- EXERCISE BRIEF -
Count how many lines in the entries below contain the string "bounding", matching case exactly, and reply with only that number.
[start RECORDS PROVIDED]
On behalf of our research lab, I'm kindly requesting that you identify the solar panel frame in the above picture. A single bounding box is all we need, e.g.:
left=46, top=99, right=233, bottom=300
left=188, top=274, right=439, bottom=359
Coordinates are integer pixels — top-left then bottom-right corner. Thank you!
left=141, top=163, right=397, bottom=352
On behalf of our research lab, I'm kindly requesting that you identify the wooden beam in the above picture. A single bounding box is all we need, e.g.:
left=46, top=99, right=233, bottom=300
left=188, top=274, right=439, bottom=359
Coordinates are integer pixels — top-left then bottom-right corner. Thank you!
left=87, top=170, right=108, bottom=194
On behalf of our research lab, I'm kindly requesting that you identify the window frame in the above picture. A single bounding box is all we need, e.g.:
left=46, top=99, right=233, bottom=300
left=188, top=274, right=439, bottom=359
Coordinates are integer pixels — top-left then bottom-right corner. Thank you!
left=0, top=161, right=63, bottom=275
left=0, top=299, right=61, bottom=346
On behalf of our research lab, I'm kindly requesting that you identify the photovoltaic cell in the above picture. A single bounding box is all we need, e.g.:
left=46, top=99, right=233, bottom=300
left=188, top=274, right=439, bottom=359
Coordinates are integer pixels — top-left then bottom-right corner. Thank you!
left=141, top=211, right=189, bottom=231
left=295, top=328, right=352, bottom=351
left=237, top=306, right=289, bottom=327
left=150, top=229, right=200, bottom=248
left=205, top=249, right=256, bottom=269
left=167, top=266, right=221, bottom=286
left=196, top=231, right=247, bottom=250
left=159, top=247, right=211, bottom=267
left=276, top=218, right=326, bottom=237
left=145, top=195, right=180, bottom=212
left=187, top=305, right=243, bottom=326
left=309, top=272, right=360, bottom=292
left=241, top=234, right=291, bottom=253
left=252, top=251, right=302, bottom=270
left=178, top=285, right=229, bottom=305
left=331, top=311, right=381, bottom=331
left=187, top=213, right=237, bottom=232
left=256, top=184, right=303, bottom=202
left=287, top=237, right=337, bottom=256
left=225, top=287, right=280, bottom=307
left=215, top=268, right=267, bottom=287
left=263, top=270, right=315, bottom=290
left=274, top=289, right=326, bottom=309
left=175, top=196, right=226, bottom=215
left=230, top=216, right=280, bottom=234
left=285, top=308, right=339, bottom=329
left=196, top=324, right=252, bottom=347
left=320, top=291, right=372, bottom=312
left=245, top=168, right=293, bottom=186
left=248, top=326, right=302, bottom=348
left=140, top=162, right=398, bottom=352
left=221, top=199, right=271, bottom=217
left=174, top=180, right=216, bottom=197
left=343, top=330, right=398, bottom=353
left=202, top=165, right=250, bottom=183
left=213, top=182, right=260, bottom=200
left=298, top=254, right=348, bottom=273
[end RECORDS PROVIDED]
- SOLUTION BELOW -
4